Start of SUPPLIED MATERIAL

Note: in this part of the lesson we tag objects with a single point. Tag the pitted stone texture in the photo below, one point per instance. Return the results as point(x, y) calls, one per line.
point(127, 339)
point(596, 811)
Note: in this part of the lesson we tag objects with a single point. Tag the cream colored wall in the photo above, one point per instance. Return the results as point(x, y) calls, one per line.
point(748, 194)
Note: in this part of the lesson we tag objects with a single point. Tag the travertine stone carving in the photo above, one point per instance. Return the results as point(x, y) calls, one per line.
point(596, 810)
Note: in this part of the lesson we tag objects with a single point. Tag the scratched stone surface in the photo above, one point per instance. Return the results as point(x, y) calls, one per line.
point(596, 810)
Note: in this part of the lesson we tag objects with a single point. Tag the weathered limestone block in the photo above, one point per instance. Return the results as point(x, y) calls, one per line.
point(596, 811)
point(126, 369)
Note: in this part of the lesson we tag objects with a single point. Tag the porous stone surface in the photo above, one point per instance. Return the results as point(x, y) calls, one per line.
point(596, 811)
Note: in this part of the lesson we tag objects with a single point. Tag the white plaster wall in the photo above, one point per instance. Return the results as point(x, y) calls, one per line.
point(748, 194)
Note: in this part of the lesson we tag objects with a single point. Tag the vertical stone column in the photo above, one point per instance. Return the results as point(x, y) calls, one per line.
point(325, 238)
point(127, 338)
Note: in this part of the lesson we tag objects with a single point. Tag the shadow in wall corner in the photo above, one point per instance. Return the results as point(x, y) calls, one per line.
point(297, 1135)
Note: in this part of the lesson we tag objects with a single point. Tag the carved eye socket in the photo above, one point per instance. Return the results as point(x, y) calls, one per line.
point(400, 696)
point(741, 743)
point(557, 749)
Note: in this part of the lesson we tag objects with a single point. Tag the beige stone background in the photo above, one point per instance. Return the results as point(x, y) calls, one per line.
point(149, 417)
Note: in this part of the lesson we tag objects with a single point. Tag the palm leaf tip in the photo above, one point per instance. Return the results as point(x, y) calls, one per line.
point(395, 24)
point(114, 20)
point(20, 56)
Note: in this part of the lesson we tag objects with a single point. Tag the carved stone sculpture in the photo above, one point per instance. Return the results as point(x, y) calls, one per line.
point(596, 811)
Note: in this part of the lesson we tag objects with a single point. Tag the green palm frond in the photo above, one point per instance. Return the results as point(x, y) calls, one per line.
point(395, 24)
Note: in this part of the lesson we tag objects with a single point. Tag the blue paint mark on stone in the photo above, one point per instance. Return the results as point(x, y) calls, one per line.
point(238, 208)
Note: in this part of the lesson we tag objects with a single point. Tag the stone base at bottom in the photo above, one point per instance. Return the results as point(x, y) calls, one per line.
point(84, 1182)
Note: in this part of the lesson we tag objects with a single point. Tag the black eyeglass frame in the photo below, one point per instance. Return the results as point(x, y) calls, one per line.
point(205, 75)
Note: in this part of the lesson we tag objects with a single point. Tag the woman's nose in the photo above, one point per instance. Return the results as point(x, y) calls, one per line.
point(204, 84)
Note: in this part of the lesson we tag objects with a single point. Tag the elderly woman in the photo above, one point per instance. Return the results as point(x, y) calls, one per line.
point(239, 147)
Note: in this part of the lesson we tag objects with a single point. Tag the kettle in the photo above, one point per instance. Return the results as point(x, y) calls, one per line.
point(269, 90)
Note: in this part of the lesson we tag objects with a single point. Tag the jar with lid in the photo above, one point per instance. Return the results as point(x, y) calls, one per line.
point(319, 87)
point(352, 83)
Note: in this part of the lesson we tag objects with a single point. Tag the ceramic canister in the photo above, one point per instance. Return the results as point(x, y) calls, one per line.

End of SUPPLIED MATERIAL

_EXERCISE INSTRUCTIONS_
Go through the data and copy each line exactly as it reads.

_WRITTEN ANSWER_
Note: in this part of the lesson we tag objects with a single point. Tag the pitted stone texture in the photo below, one point per instance. Return the results as point(x, y) calls, one per line.
point(127, 339)
point(596, 811)
Note: in this part of the lesson we tag objects with a single point. Tag the cream colored wall in the photo above, one point per instance. Return the results as point(x, y) calls, one per line.
point(748, 194)
Note: in this part of the lesson we tag objects with a single point. Tag the travertine stone carving in the photo above, one point per instance. Return the results as point(x, y) calls, one per line.
point(596, 810)
Note: in this part of the lesson we tag objects with a single point. Tag the scratched stone surface in the photo above, one point per instance. Return the results as point(x, y) calls, one per line.
point(596, 810)
Note: in this part of the lesson we tag objects with a single point. Tag the weathered limestone block in the photo above, one point per instance. Return the results as point(x, y) calls, one per line.
point(596, 811)
point(126, 369)
Note: in this part of the lesson we tag objects with a single point. Tag the porous stone surface in the photo above, one point per instance. Return the results as point(x, y) calls, one per line.
point(596, 811)
Note: in this part of the lesson we tag objects with a single point. Tag the white plaster wall in the photo above, one point per instance. Return the results as point(x, y) calls, one per line.
point(748, 194)
Note: in this part of the lesson we tag objects with a single point. Tag the vertical stone column in the photo above, one point per instance. Return the results as point(x, y) calls, one per line.
point(325, 238)
point(127, 338)
Note: in this part of the lesson we tag objects with a single point. Tag the shadow in wall corner in the photo above, one point per instance. Return the results as point(x, y) calls, one per line.
point(297, 1135)
Note: in this part of the lesson we tag objects with a single point. Tag the carved eye socket in the photo above, one point per instance. Return the results as point(x, y) calls, one per line.
point(400, 696)
point(741, 743)
point(557, 749)
Note: in this part of the lesson we tag objects with a single point. Tag the beige stone background in the photo above, one point per instance. Return the results as point(x, y) calls, one per line.
point(149, 417)
Note: in this part of the lesson we tag objects with a single point. Tag the palm leaf tip in the photo above, one point per instance. Return the results as point(x, y) calls, one per line.
point(395, 24)
point(114, 20)
point(20, 56)
Note: in this part of the lesson we tag objects with a single point. Tag the carved stone sculpture in the photo above, one point per instance. Return the results as point(x, y) calls, one per line.
point(596, 811)
Note: in this part of the lesson we tag objects with a single point. Tag the green palm frond in the photo above, one point per instance. Return the results as point(x, y) calls, one per line.
point(395, 24)
Note: in this part of the lesson we tag objects with a single point. Tag the blue paint mark on stone in the photo above, one point per instance. Return the results as point(x, y) calls, one per line.
point(238, 208)
Note: in this part of the lesson we tag objects with a single point. Tag the stone base at bottom in the photo above, one point per instance. Return the results as point(x, y) calls, one per line.
point(84, 1182)
Note: in this part of the lesson we tag objects with a single point. Tag the black eyeglass frame in the photo below, one point per instance. Return the results as point(x, y) calls, one per line.
point(205, 75)
Note: in this part of the lesson we tag objects with a single point. Tag the woman's nose in the photo above, one point per instance. Return the results as point(x, y) calls, one per line.
point(204, 84)
Note: in this part of the lesson we tag objects with a single point. Tag the elderly woman in the photo above, one point per instance. Return the results as point(x, y) calls, one per line.
point(239, 147)
Note: in this part of the lesson we tag objects with a single point. Tag the kettle in the photo above, one point per instance. Return the results as point(x, y) calls, one per line.
point(269, 90)
Note: in this part of the lesson we tag objects with a single point. Tag the jar with lid in the photo above, one point per instance. Return the results as point(x, y) calls, one per line.
point(319, 87)
point(352, 83)
Note: in this part of the lesson we tag objects with a single point. Tag the ceramic canister in the photo above, one point per instance. Return the results as point(x, y) calls, one per line.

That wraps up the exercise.